=== EXERCISE DIRECTIONS ===
Pick out all lines of the entries that include the word "white" and copy them.

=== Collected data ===
- - -

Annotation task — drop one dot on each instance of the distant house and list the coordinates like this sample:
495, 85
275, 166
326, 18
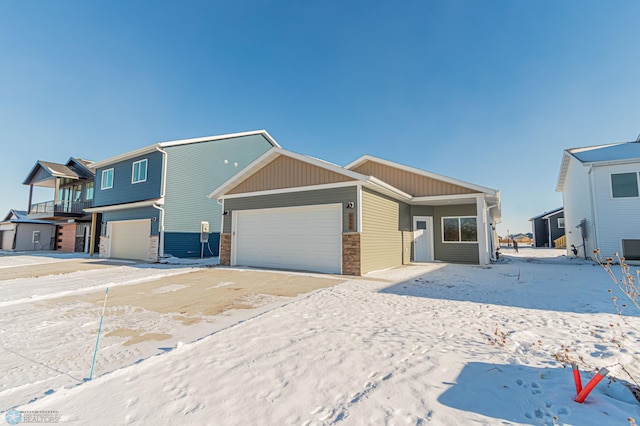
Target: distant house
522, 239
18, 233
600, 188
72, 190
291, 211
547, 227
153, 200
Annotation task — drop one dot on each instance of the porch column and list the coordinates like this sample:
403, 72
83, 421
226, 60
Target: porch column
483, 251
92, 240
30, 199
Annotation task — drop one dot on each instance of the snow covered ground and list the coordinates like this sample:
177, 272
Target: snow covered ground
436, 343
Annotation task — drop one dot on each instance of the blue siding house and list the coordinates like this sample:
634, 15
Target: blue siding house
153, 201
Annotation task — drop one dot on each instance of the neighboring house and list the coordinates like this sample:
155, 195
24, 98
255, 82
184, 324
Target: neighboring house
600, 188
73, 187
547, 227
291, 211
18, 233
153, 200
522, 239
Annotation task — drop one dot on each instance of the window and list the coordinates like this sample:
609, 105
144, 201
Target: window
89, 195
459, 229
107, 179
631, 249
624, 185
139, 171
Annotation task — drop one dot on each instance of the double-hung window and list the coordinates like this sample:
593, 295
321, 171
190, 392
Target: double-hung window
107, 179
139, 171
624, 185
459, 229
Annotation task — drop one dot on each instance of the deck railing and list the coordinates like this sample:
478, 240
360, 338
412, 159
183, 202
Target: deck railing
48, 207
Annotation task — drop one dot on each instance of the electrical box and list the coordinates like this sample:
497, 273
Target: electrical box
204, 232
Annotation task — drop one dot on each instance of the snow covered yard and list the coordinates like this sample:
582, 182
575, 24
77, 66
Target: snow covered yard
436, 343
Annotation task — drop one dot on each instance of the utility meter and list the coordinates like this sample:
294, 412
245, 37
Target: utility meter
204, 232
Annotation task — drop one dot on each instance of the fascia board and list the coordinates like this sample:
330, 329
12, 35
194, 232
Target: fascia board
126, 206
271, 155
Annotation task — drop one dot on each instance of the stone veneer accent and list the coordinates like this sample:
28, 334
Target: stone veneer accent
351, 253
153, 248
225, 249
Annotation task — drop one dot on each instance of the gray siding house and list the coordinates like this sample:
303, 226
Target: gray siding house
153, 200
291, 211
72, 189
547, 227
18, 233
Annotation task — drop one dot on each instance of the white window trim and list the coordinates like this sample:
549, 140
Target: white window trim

- - -

=== REPLY TO THE EXERCISE ===
Annotation task — drop one dot on each instance of the white window trim and list the coordinates like this sample:
Target: white window trim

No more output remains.